_Задание A_
Выпишите из записей все строки, где встречается слово «green».

_Фрагмент источника_
==============================
ВСТРЕЧА С ИКОНОЙ ХРИСТА МАНДИЛИОН
В. К. Маккарти (V.K. McCarty)

«Неописуемая слава Его лица менялась по благодати» — Минея. Август.
Несколько дней назад проходило празднование, посвященное иконе Христа Мандилион, и с тех пор воспоминания о ней побуждали меня к молитве, напоминая о необычной встрече с этой иконой много лет назад во время паломничества. Икона Мандилион – Спас нерукотворный – занимает центральное место в ряду православных изображений Христа, хотя ее происхождение окутано тайной. Вселенский собор в Никее в 787 году уделил ей внимание, и в ознаменование иконопочитания именно эта икона Христа почитается в Праздник Торжества Православия. Выражение «нерукотворная» приобретает значение в связи с евангельским контекстом: «Мы слышали, как Он говорил: я разрушу храм этот рукотворный, и через три дня воздвигну другой, нерукотворный» (Марка 14:58). Греческий термин ἀχειροποίητος и русский «Спас нерукотворный» описывают иконы, несущие в себе наследие, созданное не просто руками иконописцев, но согласно традиции прямого отпечатка тела Нашего Господа; они утверждают, что восходят к первому примеру и, следовательно, являются подлинными и угодными Богу.
Икона Христа Мандилион выставляется в церкви на видном месте, ее окуривают ладаном во время Литургии и часто выносят во время шествий. Ее обычно можно увидеть над дверными проемами и воротами; она также присутствует в церкви, символизируя невидимое присутствие Христа, когда кающийся и священник стоят вместе во время Таинства Покаяния. Впервые увидев эту икону, я испытала потрясение, чувство, одновременно тревожное и в то же время поразительно наполненное любовью. Однажды вечером, во время памятного русского паломничества, когда мы совершали обход нескольких вечерних служб, к нам присоединилась русская православная монахиня, сестра Галина. Даже не зная языки друг друга, мы быстро подружились, потому что мы обе рыжеволосые. Следуя за ней, я научилась правильно обходить церковь и поклоняться иконам.
При посещении последней церкви, собора Святого Николая, я снова последовала за сестрой Галиной, когда она совершала свои поклоны: она несколько раз перекрестилась, опустилась на колени и поцеловала пол перед маленькой лестницей, затем поднялась по ступенькам, чтобы поцеловать икону и помолиться перед святым. Ощущая жаркое пламя свечей на моих щеках, я тоже кланялась и молилась перед каждым святым; таким образом, проскинеза и аспазмос (благоговейный поклон до земли и целование) стали тесно связаны с моим собственным опытом общения со святыми иконами.
Когда мы уходили, сестра Галина указала на другую икону, которой мы просто обязаны были поклониться. Она была выставлена справа от королевских врат в отдельно стоящем проскинетарии, с обрамлением из темной парчи перед ней, как у катафалка. Икона была поставлена с наклоном назад, и когда мы приблизились к ней, я не могла разглядеть, какой святой был изображен на ней, только понятно было, что нам не нужно подниматься по ступенькам, чтобы подойти к ней. Перекрестившись и поцеловав пол после Галины, я наклонилась к застекленному «окошку» и сразу увидела, что передо мной – лик Христа.
==============================
[Записи набора данных]
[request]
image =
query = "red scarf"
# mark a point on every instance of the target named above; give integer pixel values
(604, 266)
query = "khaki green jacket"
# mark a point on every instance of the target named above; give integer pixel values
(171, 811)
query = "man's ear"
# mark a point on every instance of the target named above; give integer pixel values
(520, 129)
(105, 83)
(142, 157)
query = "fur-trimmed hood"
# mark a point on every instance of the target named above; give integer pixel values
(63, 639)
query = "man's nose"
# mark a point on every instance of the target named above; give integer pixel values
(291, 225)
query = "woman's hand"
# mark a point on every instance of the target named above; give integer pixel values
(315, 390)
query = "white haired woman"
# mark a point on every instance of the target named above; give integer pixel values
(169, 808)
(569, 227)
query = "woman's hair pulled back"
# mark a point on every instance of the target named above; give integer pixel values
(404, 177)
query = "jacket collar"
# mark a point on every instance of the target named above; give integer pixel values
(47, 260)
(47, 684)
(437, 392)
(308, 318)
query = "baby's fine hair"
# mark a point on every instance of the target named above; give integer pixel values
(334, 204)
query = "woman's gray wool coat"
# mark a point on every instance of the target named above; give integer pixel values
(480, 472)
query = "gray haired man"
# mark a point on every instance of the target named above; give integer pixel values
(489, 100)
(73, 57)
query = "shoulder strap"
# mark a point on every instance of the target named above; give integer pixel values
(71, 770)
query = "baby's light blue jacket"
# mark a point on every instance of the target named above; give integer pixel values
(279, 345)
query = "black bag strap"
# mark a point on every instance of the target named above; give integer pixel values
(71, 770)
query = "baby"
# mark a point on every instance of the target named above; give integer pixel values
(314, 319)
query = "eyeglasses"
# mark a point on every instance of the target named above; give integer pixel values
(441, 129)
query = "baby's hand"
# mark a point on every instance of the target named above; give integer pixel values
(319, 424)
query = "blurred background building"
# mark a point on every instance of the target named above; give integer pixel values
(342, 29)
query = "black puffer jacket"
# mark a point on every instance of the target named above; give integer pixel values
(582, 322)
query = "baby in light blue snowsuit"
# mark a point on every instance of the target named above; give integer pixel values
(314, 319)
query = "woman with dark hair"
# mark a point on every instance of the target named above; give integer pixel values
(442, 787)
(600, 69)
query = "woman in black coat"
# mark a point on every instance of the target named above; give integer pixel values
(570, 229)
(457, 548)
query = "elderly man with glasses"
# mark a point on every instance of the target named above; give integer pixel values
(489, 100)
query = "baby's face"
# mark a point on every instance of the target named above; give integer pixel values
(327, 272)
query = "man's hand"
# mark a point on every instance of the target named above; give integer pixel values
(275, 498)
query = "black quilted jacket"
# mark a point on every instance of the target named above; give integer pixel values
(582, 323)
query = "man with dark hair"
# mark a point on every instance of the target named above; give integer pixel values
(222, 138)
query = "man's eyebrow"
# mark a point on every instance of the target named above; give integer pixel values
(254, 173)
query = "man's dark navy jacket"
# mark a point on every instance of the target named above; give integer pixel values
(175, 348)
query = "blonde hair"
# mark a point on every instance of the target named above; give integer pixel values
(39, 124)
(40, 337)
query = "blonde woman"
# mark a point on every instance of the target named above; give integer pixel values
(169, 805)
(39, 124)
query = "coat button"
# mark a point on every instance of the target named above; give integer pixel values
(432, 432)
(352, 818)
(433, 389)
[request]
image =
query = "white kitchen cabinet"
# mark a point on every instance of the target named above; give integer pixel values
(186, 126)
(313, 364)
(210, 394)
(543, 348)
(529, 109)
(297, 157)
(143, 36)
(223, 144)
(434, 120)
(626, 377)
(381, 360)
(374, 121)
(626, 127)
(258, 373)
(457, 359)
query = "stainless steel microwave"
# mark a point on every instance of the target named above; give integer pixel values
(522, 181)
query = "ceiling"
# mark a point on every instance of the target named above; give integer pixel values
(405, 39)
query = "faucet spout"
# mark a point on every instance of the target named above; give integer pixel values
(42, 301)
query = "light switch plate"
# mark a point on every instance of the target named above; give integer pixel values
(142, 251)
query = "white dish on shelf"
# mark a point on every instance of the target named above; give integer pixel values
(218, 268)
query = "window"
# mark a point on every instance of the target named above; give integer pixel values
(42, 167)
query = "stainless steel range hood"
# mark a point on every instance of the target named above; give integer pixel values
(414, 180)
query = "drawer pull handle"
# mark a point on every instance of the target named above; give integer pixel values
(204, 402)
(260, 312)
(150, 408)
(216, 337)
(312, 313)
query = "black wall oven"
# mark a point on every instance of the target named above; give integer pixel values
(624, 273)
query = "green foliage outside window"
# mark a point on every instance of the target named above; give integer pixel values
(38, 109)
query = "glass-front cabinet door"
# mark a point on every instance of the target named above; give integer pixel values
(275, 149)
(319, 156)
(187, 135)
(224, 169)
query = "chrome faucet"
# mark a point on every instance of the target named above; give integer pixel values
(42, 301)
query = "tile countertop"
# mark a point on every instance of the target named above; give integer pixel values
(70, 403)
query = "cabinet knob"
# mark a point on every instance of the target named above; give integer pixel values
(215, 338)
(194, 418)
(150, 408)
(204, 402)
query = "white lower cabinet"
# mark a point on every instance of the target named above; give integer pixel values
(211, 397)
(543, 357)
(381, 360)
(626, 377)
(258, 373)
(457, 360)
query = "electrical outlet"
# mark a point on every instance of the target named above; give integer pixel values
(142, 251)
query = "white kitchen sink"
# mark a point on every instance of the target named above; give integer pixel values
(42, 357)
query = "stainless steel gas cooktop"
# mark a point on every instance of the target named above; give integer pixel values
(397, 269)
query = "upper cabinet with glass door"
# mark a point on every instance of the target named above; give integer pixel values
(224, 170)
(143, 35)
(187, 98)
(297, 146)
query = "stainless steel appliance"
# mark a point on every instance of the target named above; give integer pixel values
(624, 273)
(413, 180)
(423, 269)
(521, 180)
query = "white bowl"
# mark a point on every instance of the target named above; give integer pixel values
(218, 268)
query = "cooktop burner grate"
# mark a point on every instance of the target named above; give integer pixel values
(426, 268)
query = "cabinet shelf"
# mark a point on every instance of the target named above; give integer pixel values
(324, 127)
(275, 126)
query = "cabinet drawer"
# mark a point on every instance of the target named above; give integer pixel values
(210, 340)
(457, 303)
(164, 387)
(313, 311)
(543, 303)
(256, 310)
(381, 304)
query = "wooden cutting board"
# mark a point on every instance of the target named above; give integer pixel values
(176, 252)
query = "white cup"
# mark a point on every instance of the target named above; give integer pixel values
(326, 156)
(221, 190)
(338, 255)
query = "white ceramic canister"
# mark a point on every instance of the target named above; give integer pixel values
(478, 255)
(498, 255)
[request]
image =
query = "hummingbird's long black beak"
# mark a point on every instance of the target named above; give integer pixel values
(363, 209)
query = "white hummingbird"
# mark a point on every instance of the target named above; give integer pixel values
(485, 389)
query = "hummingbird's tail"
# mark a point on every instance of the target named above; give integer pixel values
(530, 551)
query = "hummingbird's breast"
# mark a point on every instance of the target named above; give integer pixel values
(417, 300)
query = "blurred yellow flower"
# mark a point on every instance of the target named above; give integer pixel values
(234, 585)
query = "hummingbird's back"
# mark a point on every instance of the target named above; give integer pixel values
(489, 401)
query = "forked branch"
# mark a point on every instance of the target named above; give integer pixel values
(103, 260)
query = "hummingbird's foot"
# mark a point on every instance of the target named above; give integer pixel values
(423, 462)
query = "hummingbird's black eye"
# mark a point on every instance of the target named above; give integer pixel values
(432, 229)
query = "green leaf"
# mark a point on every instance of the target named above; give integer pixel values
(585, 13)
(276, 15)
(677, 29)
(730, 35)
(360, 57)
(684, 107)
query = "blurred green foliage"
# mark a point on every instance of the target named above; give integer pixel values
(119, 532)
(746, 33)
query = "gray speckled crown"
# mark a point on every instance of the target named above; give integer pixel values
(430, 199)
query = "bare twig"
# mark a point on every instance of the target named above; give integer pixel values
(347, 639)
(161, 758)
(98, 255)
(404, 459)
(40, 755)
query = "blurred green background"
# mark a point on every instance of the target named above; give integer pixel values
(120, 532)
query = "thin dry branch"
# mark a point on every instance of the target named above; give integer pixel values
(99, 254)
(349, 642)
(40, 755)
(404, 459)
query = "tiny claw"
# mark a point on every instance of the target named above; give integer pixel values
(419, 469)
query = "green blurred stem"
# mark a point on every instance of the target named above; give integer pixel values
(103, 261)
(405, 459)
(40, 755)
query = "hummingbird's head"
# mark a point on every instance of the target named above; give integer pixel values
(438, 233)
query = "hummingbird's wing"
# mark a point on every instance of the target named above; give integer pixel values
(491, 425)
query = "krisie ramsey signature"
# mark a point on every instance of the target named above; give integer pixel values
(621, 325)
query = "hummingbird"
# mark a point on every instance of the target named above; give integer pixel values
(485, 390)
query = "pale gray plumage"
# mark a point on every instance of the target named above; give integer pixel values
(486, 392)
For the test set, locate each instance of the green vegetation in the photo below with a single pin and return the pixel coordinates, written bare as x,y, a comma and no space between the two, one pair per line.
==============================
_Задание B_
В каком году, согласно фрагменту источника об иконе Мандилион, Вселенский собор в Никее уделил внимание этой иконе?

_Правильный ответ A_
query = "khaki green jacket"
query = "green foliage outside window"
query = "green leaf"
query = "blurred green foliage"
query = "blurred green background"
query = "green blurred stem"
For the test set, locate each instance of the green vegetation in the photo below with a single pin and return the pixel coordinates, written bare as x,y, a comma and no space between the two, one pair per line.

_Правильный ответ B_
В 787 году.